__WHAT IS ASKED__.
Copy all of the material exactly. Pictures are not to appear in the copy.

Stored items:
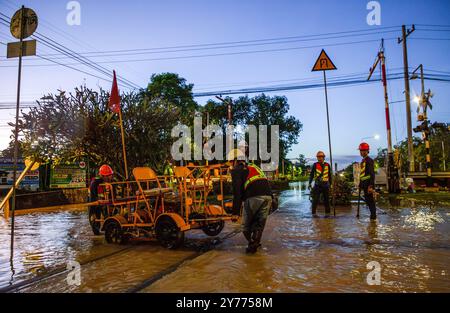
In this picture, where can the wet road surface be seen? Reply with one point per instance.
(299, 254)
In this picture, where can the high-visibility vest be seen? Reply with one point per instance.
(325, 169)
(254, 173)
(362, 173)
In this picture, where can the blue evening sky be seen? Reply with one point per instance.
(356, 111)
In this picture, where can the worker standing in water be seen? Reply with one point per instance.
(367, 179)
(97, 192)
(321, 175)
(251, 187)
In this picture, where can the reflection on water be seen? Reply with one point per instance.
(299, 254)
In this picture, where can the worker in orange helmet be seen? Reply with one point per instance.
(321, 175)
(97, 192)
(367, 179)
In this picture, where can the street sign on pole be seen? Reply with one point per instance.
(23, 24)
(24, 18)
(324, 64)
(28, 49)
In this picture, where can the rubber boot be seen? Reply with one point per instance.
(256, 243)
(248, 236)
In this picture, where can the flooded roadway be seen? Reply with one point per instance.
(299, 254)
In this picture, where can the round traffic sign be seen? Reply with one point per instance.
(26, 17)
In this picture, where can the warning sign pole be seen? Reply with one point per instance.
(324, 64)
(328, 121)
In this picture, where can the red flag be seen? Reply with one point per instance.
(114, 99)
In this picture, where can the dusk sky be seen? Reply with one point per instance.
(355, 111)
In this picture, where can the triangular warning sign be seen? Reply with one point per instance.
(323, 63)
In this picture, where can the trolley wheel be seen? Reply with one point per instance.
(213, 229)
(95, 225)
(114, 233)
(168, 234)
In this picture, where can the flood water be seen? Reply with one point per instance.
(410, 243)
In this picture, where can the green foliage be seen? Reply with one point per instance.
(68, 127)
(173, 90)
(259, 110)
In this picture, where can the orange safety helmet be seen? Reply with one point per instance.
(105, 170)
(364, 147)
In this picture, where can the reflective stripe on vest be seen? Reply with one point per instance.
(254, 173)
(325, 169)
(362, 175)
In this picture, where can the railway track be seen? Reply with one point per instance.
(200, 248)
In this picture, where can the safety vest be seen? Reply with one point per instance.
(362, 172)
(322, 171)
(254, 173)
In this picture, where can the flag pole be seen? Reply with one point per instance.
(123, 144)
(114, 103)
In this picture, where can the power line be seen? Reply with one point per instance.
(59, 47)
(299, 87)
(144, 51)
(219, 54)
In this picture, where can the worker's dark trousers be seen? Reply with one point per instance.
(370, 201)
(256, 210)
(321, 188)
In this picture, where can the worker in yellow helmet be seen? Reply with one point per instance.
(321, 175)
(251, 187)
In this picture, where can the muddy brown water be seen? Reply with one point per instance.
(411, 244)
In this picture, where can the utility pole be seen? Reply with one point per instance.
(424, 103)
(443, 155)
(405, 34)
(392, 171)
(230, 138)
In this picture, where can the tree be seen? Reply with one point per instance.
(67, 127)
(437, 136)
(259, 110)
(302, 162)
(173, 89)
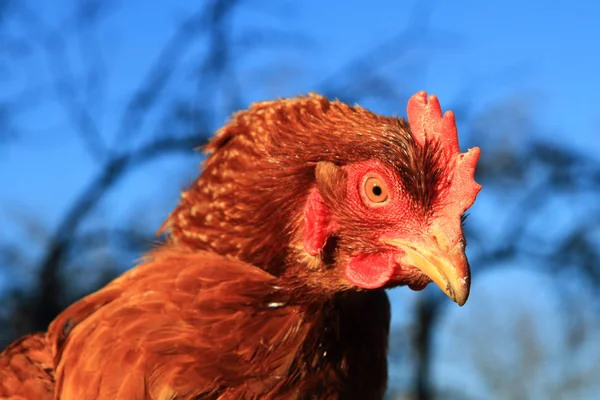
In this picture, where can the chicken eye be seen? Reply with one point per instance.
(375, 190)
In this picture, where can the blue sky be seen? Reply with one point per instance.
(545, 52)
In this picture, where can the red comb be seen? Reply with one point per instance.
(428, 124)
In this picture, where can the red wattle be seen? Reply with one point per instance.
(371, 271)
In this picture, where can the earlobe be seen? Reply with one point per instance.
(316, 223)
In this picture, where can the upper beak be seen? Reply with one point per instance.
(446, 265)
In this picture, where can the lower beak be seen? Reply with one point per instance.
(448, 269)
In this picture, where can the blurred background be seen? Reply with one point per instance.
(103, 101)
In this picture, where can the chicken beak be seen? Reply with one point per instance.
(445, 265)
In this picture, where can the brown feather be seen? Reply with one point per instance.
(26, 370)
(191, 325)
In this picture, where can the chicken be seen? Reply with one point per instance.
(271, 282)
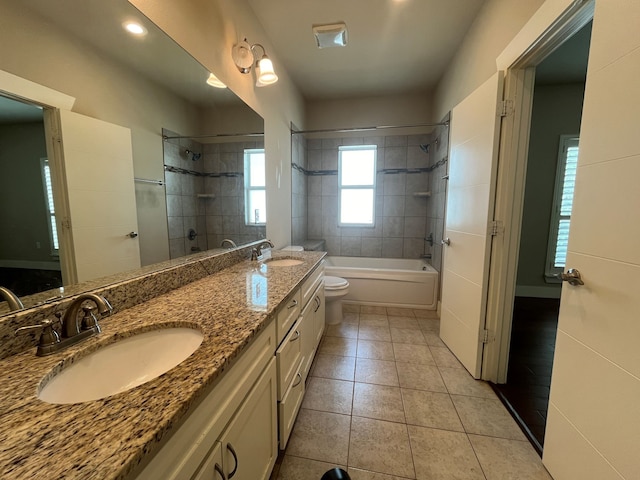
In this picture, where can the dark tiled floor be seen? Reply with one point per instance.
(533, 339)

__ANSWER TO THIS EXERCISE__.
In this picture, where can the wet road surface be seen? Reply with one point per instance.
(299, 254)
In this picture, where can the high-visibility vest be seen? Reply with one point per instance.
(325, 169)
(254, 173)
(362, 173)
In this picture, where can the blue evening sky be seen? Reply with one point per instance.
(356, 111)
In this picture, where can the worker standing in water be seen? Reply with one point per instance.
(367, 179)
(97, 192)
(321, 175)
(251, 187)
In this picture, where can the reflection on water be seen? Reply with one point per instance.
(299, 254)
In this picture, where can the worker in orange helmet be seen? Reply with one point per instance.
(321, 175)
(97, 192)
(367, 179)
In this picture, where can the street sign on pole be seen? Reply with one point per instance.
(23, 24)
(24, 18)
(324, 64)
(28, 49)
In this picture, where can the rubber boot be seen? Reply with one point per instance.
(256, 243)
(248, 236)
In this picture, where can the flooded roadway be seen? Reply with one point per instance.
(299, 254)
In this picture, where can the round traffic sign be seen? Reply with one point per instance.
(26, 17)
In this picture, where can the warning sign pole be seen? Reply with one point per instance.
(324, 64)
(328, 121)
In this picture, where can the red flag be seen? Reply with one point per instance.
(114, 99)
In this picture, where can the dusk sky be seen? Reply with one point per instance.
(355, 111)
In this picture, where can the triangular warning sign be seen? Reply with one point per instance.
(323, 63)
In this picture, where can the trolley wheel be seen? Reply with one point per instance.
(213, 229)
(95, 225)
(114, 233)
(168, 234)
In this picture, where can the flood water be seen? Reply with one point per instance.
(410, 243)
In this picture, where can the green foliage be seen? Reply with one point per instance.
(68, 127)
(173, 90)
(259, 110)
In this picture, where can the orange safety helmet be seen? Reply with one point per instance.
(105, 170)
(364, 147)
In this picture, where can the reflective stripe on vest be seen? Reply with one point per instance.
(254, 173)
(325, 169)
(362, 175)
In this picture, where can the railway track be seen? Reply with one point per instance.
(200, 248)
In this picture, where can the safety vest be seen? Reply with one point per instance.
(362, 172)
(322, 171)
(254, 173)
In this picture, where can the flag pole be seen? Reply with one point per instance.
(123, 144)
(114, 103)
In this picture, where can the power line be seen? Reply with one point per instance.
(59, 47)
(299, 87)
(144, 51)
(219, 54)
In this picture, where can the worker's dark trousers be seen? Reply with one point per instance.
(370, 201)
(256, 210)
(321, 188)
In this picture, where can the worker in yellow helmet be seen? Reply with one point per instance.
(321, 175)
(251, 187)
In this picture, where can the muddy brown water be seen? Reply with one point per instance.
(411, 244)
In this picture, where can the utility pole be seen? Reply with one point per instance.
(424, 103)
(443, 155)
(405, 34)
(392, 171)
(230, 138)
In this picture, where can the tree be seen? Reply with one point per instance.
(67, 127)
(437, 136)
(259, 110)
(302, 162)
(173, 89)
In this picture, where can the chicken eye be seen? Reply with one point per instance.
(375, 190)
In this picture, where can the blue sky be seen? Reply with one point per instance.
(545, 52)
In this picture, where can the red comb be seen? Reply with one point per instance.
(428, 124)
In this picture, where can the red wattle be seen? Reply with one point per instance.
(371, 271)
In this picture, where can the earlobe be seen? Reply with one point per instance.
(316, 223)
In this picture, where can the upper beak be seen? Reply with one point per instance.
(446, 265)
In this picture, where can the lower beak be seen? Reply with one point per instance.
(448, 269)
In this picture, where can the blurred background be seen? Reply with one point per instance.
(103, 101)
In this picture, where can the chicken beak be seen? Reply with one point per instance.
(445, 265)
In this picture, where can the brown feather be seen? Reply with one point per instance.
(26, 370)
(191, 325)
In this picture, where can the chicken be seen? Reply with one point per instance.
(271, 282)
In this picture, where can the dark tiled floor be seen? Reply with one point per instance.
(533, 339)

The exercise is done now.